Quote each line of the material verbatim, without the pictures.

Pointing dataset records
+---+

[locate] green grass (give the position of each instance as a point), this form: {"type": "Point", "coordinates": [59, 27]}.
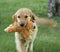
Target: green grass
{"type": "Point", "coordinates": [48, 38]}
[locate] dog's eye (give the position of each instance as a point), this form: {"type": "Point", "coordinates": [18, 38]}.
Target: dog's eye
{"type": "Point", "coordinates": [18, 16]}
{"type": "Point", "coordinates": [26, 16]}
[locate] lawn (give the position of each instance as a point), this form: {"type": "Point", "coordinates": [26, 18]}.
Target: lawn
{"type": "Point", "coordinates": [48, 38]}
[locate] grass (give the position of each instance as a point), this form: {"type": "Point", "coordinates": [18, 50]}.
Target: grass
{"type": "Point", "coordinates": [48, 38]}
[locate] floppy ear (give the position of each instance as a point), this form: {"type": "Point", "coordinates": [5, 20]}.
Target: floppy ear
{"type": "Point", "coordinates": [33, 17]}
{"type": "Point", "coordinates": [14, 17]}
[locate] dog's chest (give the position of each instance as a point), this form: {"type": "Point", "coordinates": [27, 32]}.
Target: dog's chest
{"type": "Point", "coordinates": [27, 34]}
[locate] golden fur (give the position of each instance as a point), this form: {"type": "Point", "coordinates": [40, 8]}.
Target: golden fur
{"type": "Point", "coordinates": [25, 15]}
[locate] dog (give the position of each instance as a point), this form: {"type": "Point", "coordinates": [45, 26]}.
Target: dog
{"type": "Point", "coordinates": [22, 17]}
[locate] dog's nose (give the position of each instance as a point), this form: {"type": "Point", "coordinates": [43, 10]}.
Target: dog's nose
{"type": "Point", "coordinates": [22, 24]}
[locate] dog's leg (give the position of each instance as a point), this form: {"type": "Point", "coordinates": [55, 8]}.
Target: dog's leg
{"type": "Point", "coordinates": [19, 44]}
{"type": "Point", "coordinates": [31, 47]}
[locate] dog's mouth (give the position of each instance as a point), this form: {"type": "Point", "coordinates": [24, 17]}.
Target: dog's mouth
{"type": "Point", "coordinates": [22, 25]}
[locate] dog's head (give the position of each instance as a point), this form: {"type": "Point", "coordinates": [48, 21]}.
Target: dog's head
{"type": "Point", "coordinates": [23, 16]}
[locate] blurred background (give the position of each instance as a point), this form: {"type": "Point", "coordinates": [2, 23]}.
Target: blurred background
{"type": "Point", "coordinates": [48, 38]}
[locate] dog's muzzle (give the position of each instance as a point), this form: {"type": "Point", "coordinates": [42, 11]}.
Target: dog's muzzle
{"type": "Point", "coordinates": [22, 24]}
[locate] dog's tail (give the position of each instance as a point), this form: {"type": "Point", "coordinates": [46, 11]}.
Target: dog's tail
{"type": "Point", "coordinates": [49, 22]}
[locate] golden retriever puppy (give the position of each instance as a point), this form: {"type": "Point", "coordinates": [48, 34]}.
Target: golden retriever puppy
{"type": "Point", "coordinates": [22, 17]}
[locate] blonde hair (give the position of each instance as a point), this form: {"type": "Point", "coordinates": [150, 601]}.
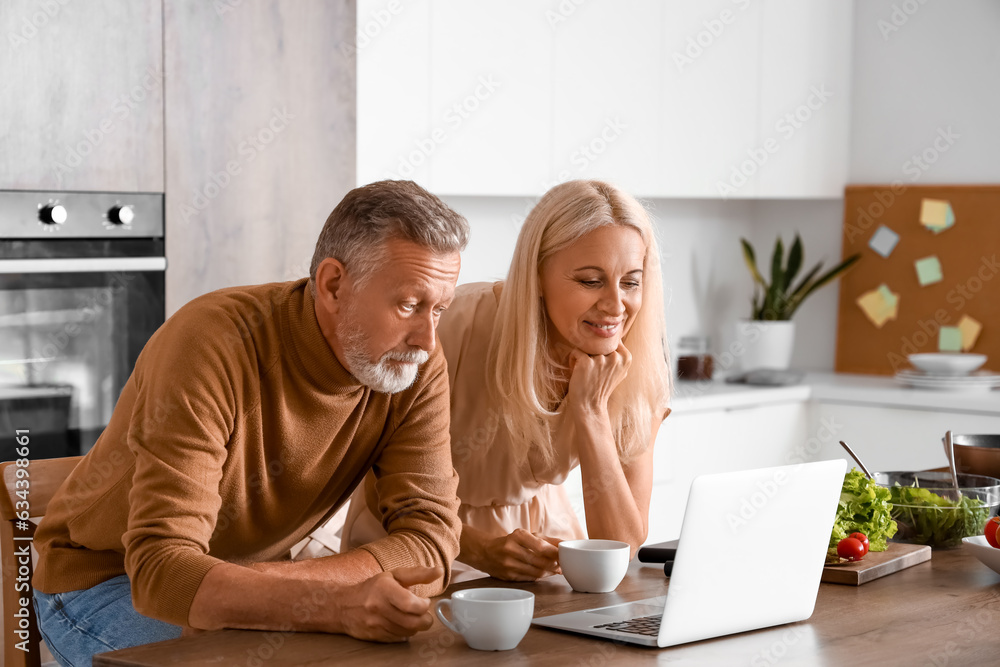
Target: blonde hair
{"type": "Point", "coordinates": [524, 373]}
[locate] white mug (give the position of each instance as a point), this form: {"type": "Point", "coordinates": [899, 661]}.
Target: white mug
{"type": "Point", "coordinates": [490, 619]}
{"type": "Point", "coordinates": [594, 566]}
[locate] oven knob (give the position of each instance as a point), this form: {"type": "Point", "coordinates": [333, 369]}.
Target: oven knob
{"type": "Point", "coordinates": [121, 215]}
{"type": "Point", "coordinates": [52, 214]}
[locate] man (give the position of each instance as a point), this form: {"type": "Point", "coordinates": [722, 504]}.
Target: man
{"type": "Point", "coordinates": [250, 416]}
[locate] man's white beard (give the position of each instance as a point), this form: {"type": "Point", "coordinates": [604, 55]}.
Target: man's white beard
{"type": "Point", "coordinates": [380, 376]}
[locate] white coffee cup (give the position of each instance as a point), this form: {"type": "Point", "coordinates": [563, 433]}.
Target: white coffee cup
{"type": "Point", "coordinates": [594, 566]}
{"type": "Point", "coordinates": [490, 619]}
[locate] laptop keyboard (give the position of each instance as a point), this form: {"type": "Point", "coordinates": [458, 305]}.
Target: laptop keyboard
{"type": "Point", "coordinates": [643, 625]}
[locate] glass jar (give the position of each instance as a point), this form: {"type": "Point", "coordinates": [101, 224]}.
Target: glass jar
{"type": "Point", "coordinates": [693, 360]}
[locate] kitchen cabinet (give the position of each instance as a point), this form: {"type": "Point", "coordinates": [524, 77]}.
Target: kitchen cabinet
{"type": "Point", "coordinates": [724, 98]}
{"type": "Point", "coordinates": [805, 82]}
{"type": "Point", "coordinates": [394, 128]}
{"type": "Point", "coordinates": [711, 90]}
{"type": "Point", "coordinates": [606, 112]}
{"type": "Point", "coordinates": [82, 102]}
{"type": "Point", "coordinates": [490, 98]}
{"type": "Point", "coordinates": [711, 441]}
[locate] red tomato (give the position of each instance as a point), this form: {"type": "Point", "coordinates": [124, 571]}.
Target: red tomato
{"type": "Point", "coordinates": [851, 549]}
{"type": "Point", "coordinates": [990, 531]}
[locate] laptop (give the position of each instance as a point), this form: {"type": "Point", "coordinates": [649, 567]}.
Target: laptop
{"type": "Point", "coordinates": [751, 554]}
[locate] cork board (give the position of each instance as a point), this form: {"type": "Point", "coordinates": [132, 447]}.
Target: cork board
{"type": "Point", "coordinates": [970, 285]}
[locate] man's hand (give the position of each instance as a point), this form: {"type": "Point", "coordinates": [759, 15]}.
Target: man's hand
{"type": "Point", "coordinates": [383, 609]}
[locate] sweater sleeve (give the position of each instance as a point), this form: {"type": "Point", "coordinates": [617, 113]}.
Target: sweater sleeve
{"type": "Point", "coordinates": [182, 418]}
{"type": "Point", "coordinates": [416, 484]}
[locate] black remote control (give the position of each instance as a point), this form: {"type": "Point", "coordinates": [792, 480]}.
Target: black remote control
{"type": "Point", "coordinates": [660, 552]}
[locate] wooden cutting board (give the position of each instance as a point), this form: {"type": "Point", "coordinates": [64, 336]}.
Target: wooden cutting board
{"type": "Point", "coordinates": [877, 564]}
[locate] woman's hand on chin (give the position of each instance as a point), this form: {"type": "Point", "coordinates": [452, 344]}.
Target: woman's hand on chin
{"type": "Point", "coordinates": [594, 378]}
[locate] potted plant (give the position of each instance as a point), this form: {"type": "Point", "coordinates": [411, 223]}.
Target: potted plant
{"type": "Point", "coordinates": [769, 335]}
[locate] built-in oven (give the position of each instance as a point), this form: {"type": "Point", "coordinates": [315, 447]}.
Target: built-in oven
{"type": "Point", "coordinates": [81, 291]}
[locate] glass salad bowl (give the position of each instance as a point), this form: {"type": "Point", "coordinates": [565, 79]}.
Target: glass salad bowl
{"type": "Point", "coordinates": [928, 510]}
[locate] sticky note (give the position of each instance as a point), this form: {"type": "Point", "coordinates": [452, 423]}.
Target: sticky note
{"type": "Point", "coordinates": [950, 339]}
{"type": "Point", "coordinates": [936, 215]}
{"type": "Point", "coordinates": [879, 305]}
{"type": "Point", "coordinates": [970, 329]}
{"type": "Point", "coordinates": [890, 299]}
{"type": "Point", "coordinates": [929, 270]}
{"type": "Point", "coordinates": [883, 241]}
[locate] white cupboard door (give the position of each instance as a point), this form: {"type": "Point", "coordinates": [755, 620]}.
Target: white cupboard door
{"type": "Point", "coordinates": [491, 68]}
{"type": "Point", "coordinates": [804, 98]}
{"type": "Point", "coordinates": [607, 60]}
{"type": "Point", "coordinates": [710, 98]}
{"type": "Point", "coordinates": [395, 134]}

+---+

EXERCISE RESULT:
[locate] green grass (give the position of each instance as a point), this form: {"type": "Point", "coordinates": [59, 27]}.
Target: green grass
{"type": "Point", "coordinates": [48, 38]}
[locate] dog's eye (give the position of each instance as a point), this form: {"type": "Point", "coordinates": [18, 38]}.
Target: dog's eye
{"type": "Point", "coordinates": [18, 16]}
{"type": "Point", "coordinates": [26, 16]}
[locate] lawn (give the position of each instance as a point), this form: {"type": "Point", "coordinates": [26, 18]}.
Target: lawn
{"type": "Point", "coordinates": [48, 38]}
[locate] grass (give the position of each instance as a point), this form: {"type": "Point", "coordinates": [18, 50]}.
Target: grass
{"type": "Point", "coordinates": [48, 38]}
[locate] floppy ear (give the position of each instance as a point), this form: {"type": "Point", "coordinates": [5, 20]}.
Target: floppy ear
{"type": "Point", "coordinates": [33, 17]}
{"type": "Point", "coordinates": [14, 17]}
[locate] dog's chest (give the position of each instance as a point), this form: {"type": "Point", "coordinates": [27, 32]}.
Target: dog's chest
{"type": "Point", "coordinates": [27, 34]}
[locate] golden fur (give the position of each instance as a point), this form: {"type": "Point", "coordinates": [40, 8]}.
Target: golden fur
{"type": "Point", "coordinates": [25, 15]}
[locate] dog (give the position of each instance as a point), this form: {"type": "Point", "coordinates": [45, 26]}.
Target: dog
{"type": "Point", "coordinates": [22, 17]}
[locate] dog's nose (give the position of each instance as a point), this form: {"type": "Point", "coordinates": [43, 10]}.
Target: dog's nose
{"type": "Point", "coordinates": [22, 24]}
[locate] dog's leg (give the position of each instance as a point), this form: {"type": "Point", "coordinates": [55, 8]}.
Target: dog's leg
{"type": "Point", "coordinates": [19, 44]}
{"type": "Point", "coordinates": [31, 47]}
[locate] dog's mouth (give the position of each instance as a point), this form: {"type": "Point", "coordinates": [24, 17]}.
Target: dog's mouth
{"type": "Point", "coordinates": [22, 25]}
[locate] dog's head (give the position of each instance as a point), this form: {"type": "Point", "coordinates": [48, 21]}.
Target: dog's head
{"type": "Point", "coordinates": [23, 16]}
[locate] blurred background (give the position of each instance as a point), this form: {"type": "Point", "coordinates": [2, 23]}.
Target: blurred background
{"type": "Point", "coordinates": [48, 38]}
[locate] dog's muzzle (give the position of each instance as a point), this form: {"type": "Point", "coordinates": [42, 11]}.
Target: dog's muzzle
{"type": "Point", "coordinates": [22, 24]}
[locate] dog's tail (give the position of each instance as a point), this form: {"type": "Point", "coordinates": [46, 11]}.
Target: dog's tail
{"type": "Point", "coordinates": [49, 22]}
[locate] golden retriever puppy (give the position of each instance as a point), this form: {"type": "Point", "coordinates": [48, 34]}.
Target: golden retriever puppy
{"type": "Point", "coordinates": [22, 17]}
[locate] blonde hair (give the position of each instance as a point), this form: {"type": "Point", "coordinates": [150, 601]}.
Target: blonde hair
{"type": "Point", "coordinates": [524, 373]}
[locate] white mug (give the position of each instance as a point), this form: {"type": "Point", "coordinates": [899, 661]}.
Target: white mug
{"type": "Point", "coordinates": [490, 619]}
{"type": "Point", "coordinates": [594, 566]}
[locate] oven knob (give the position of each instance as a point), this form: {"type": "Point", "coordinates": [333, 369]}.
Target: oven knob
{"type": "Point", "coordinates": [121, 215]}
{"type": "Point", "coordinates": [52, 214]}
[locate] man (give the position of each instance as a point), this form: {"type": "Point", "coordinates": [722, 504]}.
Target: man
{"type": "Point", "coordinates": [250, 416]}
[locate] man's white beard (give the position of each instance as a point), this form: {"type": "Point", "coordinates": [604, 55]}.
Target: man's white beard
{"type": "Point", "coordinates": [380, 376]}
[locate] white coffee cup (give the position of each instance as a point), this form: {"type": "Point", "coordinates": [563, 433]}.
Target: white coffee cup
{"type": "Point", "coordinates": [594, 566]}
{"type": "Point", "coordinates": [490, 619]}
[locate] laptop keyboard (give the position of each instance as a point), this form: {"type": "Point", "coordinates": [458, 305]}.
Target: laptop keyboard
{"type": "Point", "coordinates": [643, 625]}
[locate] glass jar (give the position of each instance as a point), this form: {"type": "Point", "coordinates": [101, 224]}.
Target: glass jar
{"type": "Point", "coordinates": [693, 360]}
[locate] kitchen cabinet (give the position of each instance as a point), this form: {"type": "Point", "coordinates": [524, 77]}.
Target: kitchen cabinet
{"type": "Point", "coordinates": [724, 98]}
{"type": "Point", "coordinates": [805, 82]}
{"type": "Point", "coordinates": [394, 128]}
{"type": "Point", "coordinates": [711, 90]}
{"type": "Point", "coordinates": [606, 112]}
{"type": "Point", "coordinates": [82, 102]}
{"type": "Point", "coordinates": [490, 98]}
{"type": "Point", "coordinates": [711, 441]}
[locate] red tomato (give the position of each instance as a point), this form: {"type": "Point", "coordinates": [124, 571]}.
Target: red tomato
{"type": "Point", "coordinates": [851, 549]}
{"type": "Point", "coordinates": [990, 531]}
[locate] laptop (give the position of each instance as a point), this form: {"type": "Point", "coordinates": [649, 567]}.
Target: laptop
{"type": "Point", "coordinates": [751, 554]}
[locate] cork board (give the position of each instance as a point), this form: {"type": "Point", "coordinates": [132, 447]}.
Target: cork board
{"type": "Point", "coordinates": [970, 285]}
[locate] man's hand (give the position of each instance as a point), this form: {"type": "Point", "coordinates": [759, 15]}.
Target: man's hand
{"type": "Point", "coordinates": [383, 609]}
[locate] sweater sleeve (give the position of each instance as a point), this form: {"type": "Point", "coordinates": [617, 113]}.
Target: sweater sleeve
{"type": "Point", "coordinates": [182, 418]}
{"type": "Point", "coordinates": [416, 484]}
[locate] black remote control (give the position of each instance as a point), this form: {"type": "Point", "coordinates": [792, 480]}.
Target: black remote control
{"type": "Point", "coordinates": [660, 552]}
[locate] wooden cutting board (give the position of each instance as a point), this form: {"type": "Point", "coordinates": [64, 336]}.
Target: wooden cutting board
{"type": "Point", "coordinates": [877, 564]}
[locate] woman's hand on chin (give the position of each instance as a point), this form: {"type": "Point", "coordinates": [452, 344]}.
Target: woman's hand on chin
{"type": "Point", "coordinates": [594, 378]}
[locate] potted plant (give the position of each instance as a point), this form: {"type": "Point", "coordinates": [411, 223]}.
Target: potted plant
{"type": "Point", "coordinates": [769, 335]}
[locate] built-in oven (give the position of each instance as a point), this form: {"type": "Point", "coordinates": [315, 447]}.
Target: built-in oven
{"type": "Point", "coordinates": [81, 291]}
[locate] glass salad bowl (give the position of each instance as a point), this form: {"type": "Point", "coordinates": [565, 79]}.
Target: glass salad bowl
{"type": "Point", "coordinates": [928, 510]}
[locate] sticky note (give the position of each instance as a point), this form: {"type": "Point", "coordinates": [452, 423]}.
Target: sticky note
{"type": "Point", "coordinates": [950, 339]}
{"type": "Point", "coordinates": [936, 215]}
{"type": "Point", "coordinates": [879, 305]}
{"type": "Point", "coordinates": [970, 329]}
{"type": "Point", "coordinates": [890, 299]}
{"type": "Point", "coordinates": [929, 270]}
{"type": "Point", "coordinates": [883, 241]}
[locate] white cupboard door (give the position of each instance as a point), this form: {"type": "Point", "coordinates": [755, 620]}.
Target: white cupboard door
{"type": "Point", "coordinates": [491, 68]}
{"type": "Point", "coordinates": [804, 98]}
{"type": "Point", "coordinates": [607, 60]}
{"type": "Point", "coordinates": [710, 98]}
{"type": "Point", "coordinates": [395, 134]}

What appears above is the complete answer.